__PROVIDED TEXT__:

__________________________________________________

# 38 gallon tank needs plants



## MikeG (Nov 20, 2004)

Hi all i have a 38 gallon long tank with one 3 inch denticulata in it. i wanted to add some plants but i do not have a light fixture on my tank, however my tank is near a window and recieves a pretty decent amound of sunlight every day, is this sufficient? if so what plants could i keep with only natural sunlight? also i do not want any plants that will spread and completly take over my tank. i want 2 different types of plants something that stays small and bushy (roughly 6-8 inches tall), and something medium (roughly 12-18 inches tall) i would prefer one of them be broad leafed and the other not it does not matter which. please help me! hehe oh also i have gravel as a substrate not sand if that mattes. thanks a bunch.


----------



## CLUSTER ONE (Aug 2, 2006)

MikeG said:


> Hi all i have a 38 gallon long tank with one 3 inch denticulata in it. i wanted to add some plants but i do not have a light fixture on my tank, however my tank is near a window and recieves a pretty decent amound of sunlight every day, is this sufficient? if so what plants could i keep with only natural sunlight? also i do not want any plants that will spread and completly take over my tank. i want 2 different types of plants something that stays small and bushy (roughly 6-8 inches tall), and something medium (roughly 12-18 inches tall) i would prefer one of them be broad leafed and the other not it does not matter which. please help me! hehe oh also i have gravel as a substrate not sand if that mattes. thanks a bunch.

__________________________________________________

__RECORDED DATA__:

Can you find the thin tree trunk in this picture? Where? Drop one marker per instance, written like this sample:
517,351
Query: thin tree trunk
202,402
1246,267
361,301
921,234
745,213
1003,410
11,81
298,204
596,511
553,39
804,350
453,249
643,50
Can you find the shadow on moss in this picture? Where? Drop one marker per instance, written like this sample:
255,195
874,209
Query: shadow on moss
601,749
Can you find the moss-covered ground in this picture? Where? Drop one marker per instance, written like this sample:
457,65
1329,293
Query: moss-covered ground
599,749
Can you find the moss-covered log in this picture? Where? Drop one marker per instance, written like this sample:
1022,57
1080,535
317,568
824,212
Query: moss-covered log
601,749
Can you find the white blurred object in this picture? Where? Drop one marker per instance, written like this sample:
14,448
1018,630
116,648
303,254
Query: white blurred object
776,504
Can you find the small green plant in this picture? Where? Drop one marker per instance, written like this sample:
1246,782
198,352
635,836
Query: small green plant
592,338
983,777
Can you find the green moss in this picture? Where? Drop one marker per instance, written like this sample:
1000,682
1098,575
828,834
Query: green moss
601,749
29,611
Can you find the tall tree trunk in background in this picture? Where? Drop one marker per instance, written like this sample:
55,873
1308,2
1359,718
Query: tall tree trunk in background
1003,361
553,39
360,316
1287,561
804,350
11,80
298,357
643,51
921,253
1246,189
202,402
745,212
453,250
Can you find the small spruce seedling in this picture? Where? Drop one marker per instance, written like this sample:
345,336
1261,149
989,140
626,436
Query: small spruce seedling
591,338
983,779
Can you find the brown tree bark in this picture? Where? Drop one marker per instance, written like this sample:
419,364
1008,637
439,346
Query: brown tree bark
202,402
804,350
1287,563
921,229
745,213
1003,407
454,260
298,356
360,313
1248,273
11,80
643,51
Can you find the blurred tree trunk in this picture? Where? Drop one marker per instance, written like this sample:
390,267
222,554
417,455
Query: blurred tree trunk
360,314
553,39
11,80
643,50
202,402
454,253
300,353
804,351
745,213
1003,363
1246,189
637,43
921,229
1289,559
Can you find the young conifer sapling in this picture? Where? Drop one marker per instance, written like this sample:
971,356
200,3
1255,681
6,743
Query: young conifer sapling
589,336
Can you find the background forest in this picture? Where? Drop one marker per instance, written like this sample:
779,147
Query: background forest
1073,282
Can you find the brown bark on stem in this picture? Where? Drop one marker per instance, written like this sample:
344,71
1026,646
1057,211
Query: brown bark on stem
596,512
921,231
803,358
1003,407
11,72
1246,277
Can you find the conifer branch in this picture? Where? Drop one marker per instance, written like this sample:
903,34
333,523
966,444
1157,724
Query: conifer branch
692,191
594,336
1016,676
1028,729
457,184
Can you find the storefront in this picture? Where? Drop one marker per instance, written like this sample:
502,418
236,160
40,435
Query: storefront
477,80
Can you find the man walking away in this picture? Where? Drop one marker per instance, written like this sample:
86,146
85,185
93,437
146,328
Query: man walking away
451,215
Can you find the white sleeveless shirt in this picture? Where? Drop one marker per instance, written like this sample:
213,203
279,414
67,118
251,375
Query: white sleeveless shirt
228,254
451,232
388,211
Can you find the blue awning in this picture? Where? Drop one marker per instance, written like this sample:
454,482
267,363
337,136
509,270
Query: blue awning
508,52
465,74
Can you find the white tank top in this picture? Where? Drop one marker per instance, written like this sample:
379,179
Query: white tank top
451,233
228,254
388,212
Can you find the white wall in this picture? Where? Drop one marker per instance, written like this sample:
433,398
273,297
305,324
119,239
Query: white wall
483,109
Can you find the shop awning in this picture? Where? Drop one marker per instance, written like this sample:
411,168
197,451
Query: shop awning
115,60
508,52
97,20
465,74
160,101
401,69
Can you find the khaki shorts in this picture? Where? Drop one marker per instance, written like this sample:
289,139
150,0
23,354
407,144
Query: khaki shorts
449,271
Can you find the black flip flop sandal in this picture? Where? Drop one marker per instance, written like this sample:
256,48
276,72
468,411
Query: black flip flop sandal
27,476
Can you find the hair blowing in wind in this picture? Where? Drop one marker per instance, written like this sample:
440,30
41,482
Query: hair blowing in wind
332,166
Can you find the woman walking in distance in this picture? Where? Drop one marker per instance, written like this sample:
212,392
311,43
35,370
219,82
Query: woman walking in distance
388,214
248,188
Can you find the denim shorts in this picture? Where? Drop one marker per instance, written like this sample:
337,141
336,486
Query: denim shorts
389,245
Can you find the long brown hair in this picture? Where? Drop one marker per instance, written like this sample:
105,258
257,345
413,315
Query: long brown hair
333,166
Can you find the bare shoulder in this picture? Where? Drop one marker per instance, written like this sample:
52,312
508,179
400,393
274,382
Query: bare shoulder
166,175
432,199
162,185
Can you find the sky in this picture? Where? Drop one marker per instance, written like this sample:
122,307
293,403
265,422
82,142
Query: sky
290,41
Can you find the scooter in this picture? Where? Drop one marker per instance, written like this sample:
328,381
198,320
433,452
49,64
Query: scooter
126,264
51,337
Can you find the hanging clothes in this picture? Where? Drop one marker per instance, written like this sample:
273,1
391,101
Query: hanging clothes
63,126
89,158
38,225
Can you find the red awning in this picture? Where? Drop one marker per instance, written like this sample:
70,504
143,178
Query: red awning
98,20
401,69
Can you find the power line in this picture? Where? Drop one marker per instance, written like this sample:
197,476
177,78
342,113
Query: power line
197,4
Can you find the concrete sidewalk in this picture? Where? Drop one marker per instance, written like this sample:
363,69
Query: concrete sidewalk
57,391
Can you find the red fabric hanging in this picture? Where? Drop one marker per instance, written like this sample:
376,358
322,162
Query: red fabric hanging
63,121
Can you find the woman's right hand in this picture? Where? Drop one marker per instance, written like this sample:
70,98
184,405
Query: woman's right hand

__________________________________________________

__TASK INSTRUCTIONS__:
**1.** In the aquarium forum thread, substitute "pebbles" for "gravel" and write out everything from "# 38 gallon" down to "(Aug 2, 2006)".
**2.** Continue the forum thread about plants for the 38 gallon tank from the point where it stops.

__SOLVED PROBLEMS__:
**1.**
# 38 gallon tank needs plants



## MikeG (Nov 20, 2004)

Hi all i have a 38 gallon long tank with one 3 inch denticulata in it. i wanted to add some plants but i do not have a light fixture on my tank, however my tank is near a window and recieves a pretty decent amound of sunlight every day, is this sufficient? if so what plants could i keep with only natural sunlight? also i do not want any plants that will spread and completly take over my tank. i want 2 different types of plants something that stays small and bushy (roughly 6-8 inches tall), and something medium (roughly 12-18 inches tall) i would prefer one of them be broad leafed and the other not it does not matter which. please help me! hehe oh also i have pebbles as a substrate not sand if that mattes. thanks a bunch.


----------



## CLUSTER ONE (Aug 2, 2006)

**2.**
I saw a pic of your tank in the other post and i didnt really notice any algae so based on the fact that aglae would grow under sufficiant light i will have to say that it is not enough light. I would recomend spending 100$ to buy a decent florecent or even PC light so you will be able to grow somethings. Something like a 55 watt florecent will allow you to grow thigns liek cryps, java ferns and java moss but your options are limited since its just under 1.5 wpg. It will be able to make a nice setup ,but it wont be able to keep some medium and no plants with high light requirements.


----------



## maknwar (Jul 16, 2007)

If your going with natural light, the only thing you are going to grow is algae. Green algae to be exact.


----------



## DiPpY eGgS (Mar 6, 2005)

I hate to do this, but read this to get a better understanding on how planted tanks work
Then we can help you better

Sunlight is a bad idea with planted tanks almost always


----------



## MikeG (Nov 20, 2004)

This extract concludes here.